AIM:
Which lines in the entries below contain the word "yellow"? Pick out each of them and copy it in full.

-- DATA SHOWN start --

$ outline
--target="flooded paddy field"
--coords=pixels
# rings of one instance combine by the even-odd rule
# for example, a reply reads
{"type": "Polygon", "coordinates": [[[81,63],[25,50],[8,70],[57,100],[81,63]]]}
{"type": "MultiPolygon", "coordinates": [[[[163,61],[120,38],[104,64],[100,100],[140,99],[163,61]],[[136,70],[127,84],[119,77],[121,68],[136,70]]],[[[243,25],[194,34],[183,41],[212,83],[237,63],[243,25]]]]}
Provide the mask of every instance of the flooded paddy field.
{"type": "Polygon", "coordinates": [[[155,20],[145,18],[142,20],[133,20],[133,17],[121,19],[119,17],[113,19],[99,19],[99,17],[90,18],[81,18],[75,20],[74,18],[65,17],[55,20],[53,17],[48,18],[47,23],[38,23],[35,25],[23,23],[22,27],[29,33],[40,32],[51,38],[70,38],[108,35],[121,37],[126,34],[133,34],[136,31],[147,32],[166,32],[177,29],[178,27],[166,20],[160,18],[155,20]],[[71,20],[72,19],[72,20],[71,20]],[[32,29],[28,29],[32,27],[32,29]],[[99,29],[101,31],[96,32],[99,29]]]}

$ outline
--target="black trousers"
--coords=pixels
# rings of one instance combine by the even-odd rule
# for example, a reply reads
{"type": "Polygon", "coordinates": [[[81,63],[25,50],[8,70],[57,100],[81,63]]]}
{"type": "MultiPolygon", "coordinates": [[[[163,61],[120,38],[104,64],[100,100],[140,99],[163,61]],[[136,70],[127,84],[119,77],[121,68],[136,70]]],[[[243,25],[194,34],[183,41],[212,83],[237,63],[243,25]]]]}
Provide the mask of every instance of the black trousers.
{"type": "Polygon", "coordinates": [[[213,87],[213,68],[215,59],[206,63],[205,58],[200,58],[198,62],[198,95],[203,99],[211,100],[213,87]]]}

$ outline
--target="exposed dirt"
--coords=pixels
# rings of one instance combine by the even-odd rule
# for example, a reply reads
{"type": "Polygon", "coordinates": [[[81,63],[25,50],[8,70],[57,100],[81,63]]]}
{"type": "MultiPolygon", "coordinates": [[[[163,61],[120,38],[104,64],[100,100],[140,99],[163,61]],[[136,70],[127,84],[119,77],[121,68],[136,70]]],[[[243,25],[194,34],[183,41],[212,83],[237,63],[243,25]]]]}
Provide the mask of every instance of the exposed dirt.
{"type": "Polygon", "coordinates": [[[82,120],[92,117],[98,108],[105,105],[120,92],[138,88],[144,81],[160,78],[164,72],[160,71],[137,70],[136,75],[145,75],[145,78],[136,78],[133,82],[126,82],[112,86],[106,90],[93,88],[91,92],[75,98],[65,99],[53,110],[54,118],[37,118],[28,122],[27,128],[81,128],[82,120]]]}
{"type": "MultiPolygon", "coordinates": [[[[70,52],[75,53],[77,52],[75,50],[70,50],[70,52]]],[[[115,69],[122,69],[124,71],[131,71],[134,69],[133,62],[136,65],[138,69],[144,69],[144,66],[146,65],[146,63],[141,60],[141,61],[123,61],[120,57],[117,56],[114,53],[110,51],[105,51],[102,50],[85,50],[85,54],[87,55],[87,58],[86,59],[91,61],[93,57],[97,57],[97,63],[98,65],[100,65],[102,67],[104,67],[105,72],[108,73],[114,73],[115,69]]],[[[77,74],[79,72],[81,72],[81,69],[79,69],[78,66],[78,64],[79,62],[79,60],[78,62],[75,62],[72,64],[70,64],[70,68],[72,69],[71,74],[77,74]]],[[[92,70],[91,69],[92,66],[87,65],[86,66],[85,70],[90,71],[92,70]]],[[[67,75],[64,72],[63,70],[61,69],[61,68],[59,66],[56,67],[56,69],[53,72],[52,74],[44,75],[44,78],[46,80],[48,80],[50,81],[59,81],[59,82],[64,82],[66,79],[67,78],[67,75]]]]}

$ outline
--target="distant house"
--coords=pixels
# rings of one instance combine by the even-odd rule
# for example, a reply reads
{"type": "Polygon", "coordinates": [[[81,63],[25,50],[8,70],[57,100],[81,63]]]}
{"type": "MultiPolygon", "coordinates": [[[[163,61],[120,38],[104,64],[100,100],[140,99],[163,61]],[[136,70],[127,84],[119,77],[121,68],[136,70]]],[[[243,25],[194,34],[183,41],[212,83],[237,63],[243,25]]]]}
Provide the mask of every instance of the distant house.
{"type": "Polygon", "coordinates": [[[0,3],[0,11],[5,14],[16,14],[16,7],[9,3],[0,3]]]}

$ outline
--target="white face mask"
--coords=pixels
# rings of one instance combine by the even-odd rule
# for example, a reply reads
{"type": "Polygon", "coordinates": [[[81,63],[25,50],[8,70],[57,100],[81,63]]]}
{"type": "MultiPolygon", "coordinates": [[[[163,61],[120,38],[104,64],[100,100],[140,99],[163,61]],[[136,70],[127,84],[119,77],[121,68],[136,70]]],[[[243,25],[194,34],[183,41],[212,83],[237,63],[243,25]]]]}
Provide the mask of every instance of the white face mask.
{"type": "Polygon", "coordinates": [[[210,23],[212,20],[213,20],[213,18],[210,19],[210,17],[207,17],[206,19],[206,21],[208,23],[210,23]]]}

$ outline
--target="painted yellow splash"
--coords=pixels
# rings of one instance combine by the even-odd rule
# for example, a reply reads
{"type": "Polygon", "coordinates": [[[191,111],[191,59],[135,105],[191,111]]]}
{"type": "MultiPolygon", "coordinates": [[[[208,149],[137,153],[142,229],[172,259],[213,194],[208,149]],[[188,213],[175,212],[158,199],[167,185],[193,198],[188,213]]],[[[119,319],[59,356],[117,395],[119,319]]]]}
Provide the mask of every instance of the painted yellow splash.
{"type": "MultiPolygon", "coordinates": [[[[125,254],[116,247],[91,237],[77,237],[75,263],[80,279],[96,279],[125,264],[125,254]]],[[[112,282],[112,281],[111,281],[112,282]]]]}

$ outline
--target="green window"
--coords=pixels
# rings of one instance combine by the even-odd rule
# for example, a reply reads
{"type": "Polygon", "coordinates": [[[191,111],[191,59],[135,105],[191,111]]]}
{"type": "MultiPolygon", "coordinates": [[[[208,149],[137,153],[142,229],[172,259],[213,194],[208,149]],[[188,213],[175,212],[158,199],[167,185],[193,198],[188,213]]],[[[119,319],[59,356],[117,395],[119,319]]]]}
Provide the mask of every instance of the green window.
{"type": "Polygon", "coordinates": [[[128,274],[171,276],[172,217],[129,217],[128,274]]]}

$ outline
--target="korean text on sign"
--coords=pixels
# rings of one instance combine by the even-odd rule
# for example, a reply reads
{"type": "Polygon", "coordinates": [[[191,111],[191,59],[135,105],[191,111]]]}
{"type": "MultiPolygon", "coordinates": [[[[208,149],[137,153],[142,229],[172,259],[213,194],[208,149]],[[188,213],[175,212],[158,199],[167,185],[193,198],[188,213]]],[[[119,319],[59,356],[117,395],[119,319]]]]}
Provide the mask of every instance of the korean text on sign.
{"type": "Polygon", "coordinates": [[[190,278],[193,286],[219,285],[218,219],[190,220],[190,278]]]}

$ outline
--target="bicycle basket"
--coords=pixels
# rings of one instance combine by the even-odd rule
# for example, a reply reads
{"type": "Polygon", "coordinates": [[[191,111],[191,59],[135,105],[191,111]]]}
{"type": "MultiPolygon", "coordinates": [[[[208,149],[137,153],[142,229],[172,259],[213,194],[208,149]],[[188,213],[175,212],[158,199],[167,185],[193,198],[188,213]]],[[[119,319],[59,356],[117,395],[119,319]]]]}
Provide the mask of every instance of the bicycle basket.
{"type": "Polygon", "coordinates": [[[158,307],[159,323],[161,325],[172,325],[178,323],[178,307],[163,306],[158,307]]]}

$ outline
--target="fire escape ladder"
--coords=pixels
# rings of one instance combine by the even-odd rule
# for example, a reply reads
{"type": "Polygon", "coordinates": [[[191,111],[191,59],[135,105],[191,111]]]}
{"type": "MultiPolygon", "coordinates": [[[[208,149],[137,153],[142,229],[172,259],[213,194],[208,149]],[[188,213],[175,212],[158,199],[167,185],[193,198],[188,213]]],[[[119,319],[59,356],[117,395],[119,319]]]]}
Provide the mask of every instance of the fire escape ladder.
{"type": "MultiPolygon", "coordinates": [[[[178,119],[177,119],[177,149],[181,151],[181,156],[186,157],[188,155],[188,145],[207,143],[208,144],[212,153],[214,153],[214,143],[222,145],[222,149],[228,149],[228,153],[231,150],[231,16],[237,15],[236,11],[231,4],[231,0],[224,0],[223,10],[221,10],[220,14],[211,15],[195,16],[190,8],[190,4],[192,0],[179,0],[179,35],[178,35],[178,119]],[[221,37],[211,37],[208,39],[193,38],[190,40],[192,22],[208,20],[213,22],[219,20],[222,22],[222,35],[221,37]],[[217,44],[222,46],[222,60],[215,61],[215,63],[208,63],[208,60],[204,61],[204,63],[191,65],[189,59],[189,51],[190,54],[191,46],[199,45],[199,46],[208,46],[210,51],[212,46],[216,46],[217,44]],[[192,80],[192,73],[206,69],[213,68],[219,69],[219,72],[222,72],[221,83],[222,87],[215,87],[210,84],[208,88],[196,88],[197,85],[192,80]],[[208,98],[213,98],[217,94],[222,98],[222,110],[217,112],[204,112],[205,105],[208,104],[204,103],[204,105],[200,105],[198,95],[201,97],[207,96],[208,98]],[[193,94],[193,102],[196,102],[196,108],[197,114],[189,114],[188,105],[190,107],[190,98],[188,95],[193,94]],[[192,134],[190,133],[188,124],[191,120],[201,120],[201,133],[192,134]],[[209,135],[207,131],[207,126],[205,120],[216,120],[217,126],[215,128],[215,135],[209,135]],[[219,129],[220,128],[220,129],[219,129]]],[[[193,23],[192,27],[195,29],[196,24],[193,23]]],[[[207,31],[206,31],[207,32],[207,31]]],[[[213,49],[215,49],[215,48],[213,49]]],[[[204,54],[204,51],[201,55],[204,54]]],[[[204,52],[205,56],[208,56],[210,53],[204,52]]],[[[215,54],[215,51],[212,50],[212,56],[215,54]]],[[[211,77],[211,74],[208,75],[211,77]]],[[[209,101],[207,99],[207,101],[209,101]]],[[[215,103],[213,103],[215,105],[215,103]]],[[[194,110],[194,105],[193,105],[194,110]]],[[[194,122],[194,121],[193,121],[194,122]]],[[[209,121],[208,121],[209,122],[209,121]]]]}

-- DATA SHOWN end --

FULL SOLUTION:
--target="painted yellow splash"
Provide the mask of every instance of the painted yellow splash.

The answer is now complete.